◆ The problem: Each entry listed below should be reproduced word for word.

◆ Data extracts:
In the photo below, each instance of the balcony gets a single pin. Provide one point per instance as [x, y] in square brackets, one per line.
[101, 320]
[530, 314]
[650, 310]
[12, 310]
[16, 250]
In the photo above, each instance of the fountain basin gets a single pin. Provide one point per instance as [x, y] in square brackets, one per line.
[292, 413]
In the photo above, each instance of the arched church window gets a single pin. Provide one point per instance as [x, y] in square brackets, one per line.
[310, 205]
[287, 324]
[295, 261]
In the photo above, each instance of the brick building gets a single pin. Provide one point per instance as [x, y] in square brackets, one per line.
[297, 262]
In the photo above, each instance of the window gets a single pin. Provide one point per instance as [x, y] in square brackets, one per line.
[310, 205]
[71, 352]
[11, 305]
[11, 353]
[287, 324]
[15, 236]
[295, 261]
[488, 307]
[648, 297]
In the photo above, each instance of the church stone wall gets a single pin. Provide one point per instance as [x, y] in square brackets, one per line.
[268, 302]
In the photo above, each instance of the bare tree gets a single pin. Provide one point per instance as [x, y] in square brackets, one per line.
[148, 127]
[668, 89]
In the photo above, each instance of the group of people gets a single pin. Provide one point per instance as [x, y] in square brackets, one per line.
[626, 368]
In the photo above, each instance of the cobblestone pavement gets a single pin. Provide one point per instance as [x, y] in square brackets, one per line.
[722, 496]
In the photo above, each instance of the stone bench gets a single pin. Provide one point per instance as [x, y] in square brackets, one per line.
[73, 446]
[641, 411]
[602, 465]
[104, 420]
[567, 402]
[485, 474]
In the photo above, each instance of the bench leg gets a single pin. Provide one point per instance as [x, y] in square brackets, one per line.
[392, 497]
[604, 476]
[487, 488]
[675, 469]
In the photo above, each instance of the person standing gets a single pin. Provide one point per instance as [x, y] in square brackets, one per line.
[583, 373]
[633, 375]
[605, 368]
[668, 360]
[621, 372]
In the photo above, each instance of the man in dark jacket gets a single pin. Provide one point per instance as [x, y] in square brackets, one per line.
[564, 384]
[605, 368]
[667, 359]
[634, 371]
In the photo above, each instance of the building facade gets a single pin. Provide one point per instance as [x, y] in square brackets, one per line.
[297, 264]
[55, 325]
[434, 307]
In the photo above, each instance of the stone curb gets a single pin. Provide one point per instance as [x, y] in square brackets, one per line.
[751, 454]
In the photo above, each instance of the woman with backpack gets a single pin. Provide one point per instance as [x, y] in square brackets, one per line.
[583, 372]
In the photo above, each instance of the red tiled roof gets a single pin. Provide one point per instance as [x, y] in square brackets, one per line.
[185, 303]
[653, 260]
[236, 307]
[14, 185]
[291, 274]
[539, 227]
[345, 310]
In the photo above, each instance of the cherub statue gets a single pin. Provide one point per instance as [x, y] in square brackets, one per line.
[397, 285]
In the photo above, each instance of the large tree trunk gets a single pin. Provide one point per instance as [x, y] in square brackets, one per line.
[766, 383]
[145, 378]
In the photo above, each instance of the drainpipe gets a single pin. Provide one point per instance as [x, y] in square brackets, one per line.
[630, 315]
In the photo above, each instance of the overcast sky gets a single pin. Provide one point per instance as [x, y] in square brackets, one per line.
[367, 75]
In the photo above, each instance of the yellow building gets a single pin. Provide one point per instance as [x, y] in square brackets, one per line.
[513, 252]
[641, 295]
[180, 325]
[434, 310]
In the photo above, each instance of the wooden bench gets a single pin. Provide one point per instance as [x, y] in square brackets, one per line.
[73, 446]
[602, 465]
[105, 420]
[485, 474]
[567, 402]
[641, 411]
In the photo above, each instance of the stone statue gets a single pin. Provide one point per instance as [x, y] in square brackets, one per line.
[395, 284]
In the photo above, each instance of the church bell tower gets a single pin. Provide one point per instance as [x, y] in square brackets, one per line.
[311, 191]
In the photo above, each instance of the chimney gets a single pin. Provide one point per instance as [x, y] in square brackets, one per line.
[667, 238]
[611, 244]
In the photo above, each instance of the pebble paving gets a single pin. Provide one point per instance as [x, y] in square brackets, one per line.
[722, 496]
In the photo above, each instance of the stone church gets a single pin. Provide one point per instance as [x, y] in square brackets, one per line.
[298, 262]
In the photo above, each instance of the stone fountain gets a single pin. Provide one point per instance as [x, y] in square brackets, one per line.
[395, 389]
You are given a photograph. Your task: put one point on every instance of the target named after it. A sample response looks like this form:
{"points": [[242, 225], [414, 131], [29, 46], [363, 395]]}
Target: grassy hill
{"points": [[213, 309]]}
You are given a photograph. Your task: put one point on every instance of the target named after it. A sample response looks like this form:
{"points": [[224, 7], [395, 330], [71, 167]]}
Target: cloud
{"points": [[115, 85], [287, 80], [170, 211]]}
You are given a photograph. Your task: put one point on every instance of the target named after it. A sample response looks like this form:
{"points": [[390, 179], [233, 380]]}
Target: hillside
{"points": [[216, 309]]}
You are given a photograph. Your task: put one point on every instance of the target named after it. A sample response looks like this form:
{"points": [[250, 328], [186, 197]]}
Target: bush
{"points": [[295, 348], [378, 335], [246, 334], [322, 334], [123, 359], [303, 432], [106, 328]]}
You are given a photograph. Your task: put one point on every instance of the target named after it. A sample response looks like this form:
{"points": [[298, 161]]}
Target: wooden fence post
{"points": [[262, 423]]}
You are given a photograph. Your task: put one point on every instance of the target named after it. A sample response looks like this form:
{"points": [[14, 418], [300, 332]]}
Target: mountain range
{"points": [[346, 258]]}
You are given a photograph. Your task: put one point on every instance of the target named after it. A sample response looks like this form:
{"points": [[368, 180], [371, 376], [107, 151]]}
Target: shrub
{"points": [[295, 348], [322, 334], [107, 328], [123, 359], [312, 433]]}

◆ Solution for this task:
In the photo below, each instance of the balcony gets a single pin. Provide one point per instance as [x, y] in square brackets, one per line.
[101, 320]
[530, 314]
[650, 310]
[12, 310]
[16, 250]
In the photo above, each instance of the fountain basin gets a single pin. Provide one point per instance as [x, y] in square brackets, one per line.
[292, 413]
In the photo above, each instance of the arched church window gets a single pin. Provide one point per instance as [x, y] in square brackets, one per line.
[310, 205]
[287, 324]
[295, 261]
In the photo above, each instance of the brick building gets a single pin. Provide one point per instance as [x, y] in square brackets, one per line.
[297, 262]
In the photo above, each instance of the window gets a single pin. Provide one point per instance as [x, y] in square brackets, one per line.
[310, 205]
[71, 352]
[11, 305]
[11, 353]
[287, 324]
[15, 236]
[295, 261]
[488, 307]
[648, 297]
In the photo above, each instance of the church stone wall gets a single pin. Provide one point per instance as [x, y] in square brackets, one per line.
[268, 302]
In the photo above, each instance of the bare tree gets a single pin. Provide one point per instance as [x, y] in square brackets, one per line.
[148, 127]
[668, 89]
In the photo above, each instance of the group of people gets a single pin. Provide one point per instance as [x, y] in square brackets, one per line.
[626, 368]
In the photo above, each instance of the cobblestone pavement gets a single pin. Provide one point per instance as [x, y] in square brackets, one per line.
[722, 496]
In the photo above, each instance of the stone bench gets a single pin. Provide one point per instance as [x, y] in square brackets, one per line.
[73, 446]
[641, 411]
[602, 465]
[104, 420]
[567, 402]
[485, 474]
In the photo above, each instance of the bench leg gets a single pin. Provide one point per instance as [x, y] in square brackets, one per line.
[392, 497]
[604, 476]
[487, 488]
[675, 469]
In the photo above, each instance of the person standing gets a single pin. Provide one point per instance as [x, y] in square brackets, one per line.
[583, 373]
[633, 375]
[605, 368]
[668, 360]
[621, 372]
In the photo above, each instance of the man in dark jacket gets a single pin. Provide one point per instance as [x, y] in square brackets, one per line.
[564, 384]
[605, 368]
[667, 359]
[634, 371]
In the photo above, each instance of the building facade gets a single pin. Provide one point per instance as [x, y] in square brackets, one per line.
[297, 264]
[55, 325]
[434, 307]
In the photo above, each instance of the stone curb gets a single pin. Provide one point per instance as [x, y] in square brackets, one per line.
[751, 454]
In the photo above, each instance of the woman with backpack gets a single pin. Provide one point per instance as [x, y] in square brackets, one per line.
[583, 372]
In the photo above, each instance of the red tiled roof gets a single pin. Provide one point per instance as [x, y] in square brackets, one per line.
[185, 303]
[653, 260]
[236, 307]
[14, 185]
[291, 274]
[539, 227]
[345, 310]
In the photo above, each instance of the cherub statue gets a single pin. Provide one point per instance as [x, y] in square brackets, one per line.
[397, 285]
In the photo above, each instance of the large tree trunk gets a single pin. Provide one point per instance as [x, y] in square brackets, one per line.
[766, 383]
[145, 378]
In the photo above, each instance of the drainpipe gets a single pin. Provide one point per instance as [x, y] in square brackets, one per line.
[630, 315]
In the photo above, each instance of the overcast sky gets a single pin. Provide one point per instance as [x, y] in square brackets, one per line.
[367, 75]
In the photo above, each instance of the yellow building gets a single pin. Provide one point per instance as [x, y] in square brackets, one per line.
[513, 252]
[641, 295]
[180, 325]
[434, 310]
In the photo above, each instance of the wooden bench gets a single pin. Provide one point per instance as [x, y] in square brackets, one per line.
[73, 446]
[602, 465]
[105, 420]
[485, 474]
[567, 402]
[641, 411]
In the photo above, each instance of the stone statue gets a single pin. Provide one point per instance as [x, y] in square brackets, one per line.
[395, 284]
In the photo above, each instance of the church bell tower gets a single pin. Provide one point per instance as [x, y] in square brackets, one per line.
[311, 191]
In the photo above, each instance of the chimney gets a single pin. Provide one point per instance as [x, y] in square brackets, one per line.
[667, 238]
[611, 244]
In the photo above, each instance of the pebble paving gets a single pin. Provide one point per instance as [x, y] in square brackets, one per line.
[722, 496]
In the photo above, each instance of the stone church gets a single pin. Provide one point per instance as [x, y] in square brackets, one per line.
[298, 262]
In the photo above, each instance of the stone fountain gets a single pin. Provide one point per instance as [x, y] in square brackets, one per line.
[395, 389]
You are given a photograph. Your task: put one point on every instance of the target named after it. A sample response looks like this form:
{"points": [[242, 225], [414, 131], [29, 46], [363, 395]]}
Target: grassy hill
{"points": [[213, 309]]}
You are given a photograph. Your task: put one point on every instance of the target named after it. A sample response looks like this form:
{"points": [[224, 7], [395, 330], [71, 167]]}
Target: cloud
{"points": [[115, 85], [287, 80], [170, 211]]}
You are given a photograph. Your task: put one point on every instance of the target named after it. A sample response looks like this form:
{"points": [[390, 179], [233, 380]]}
Target: hillside
{"points": [[216, 309]]}
You are given a photograph. Your task: put one point on every instance of the target named after it. A sample response looks like this form:
{"points": [[250, 328], [186, 197]]}
Target: bush
{"points": [[295, 348], [378, 335], [246, 334], [322, 334], [123, 359], [303, 432], [106, 328]]}
You are given a photograph. Your task: put one point on every instance of the target named after it. A sample response looks like this form:
{"points": [[298, 161]]}
Target: wooden fence post
{"points": [[262, 423]]}
You are given a photograph. Your task: put one point on every instance of the target named after it. A sample response looks like this form:
{"points": [[14, 418], [300, 332]]}
Target: mountain range
{"points": [[346, 258]]}
You are given a photograph. Your task: put one point on every instance of the target named after it. A sample response looks like this form:
{"points": [[368, 180], [371, 376], [107, 151]]}
Target: shrub
{"points": [[295, 348], [322, 334], [107, 328], [123, 359], [312, 433]]}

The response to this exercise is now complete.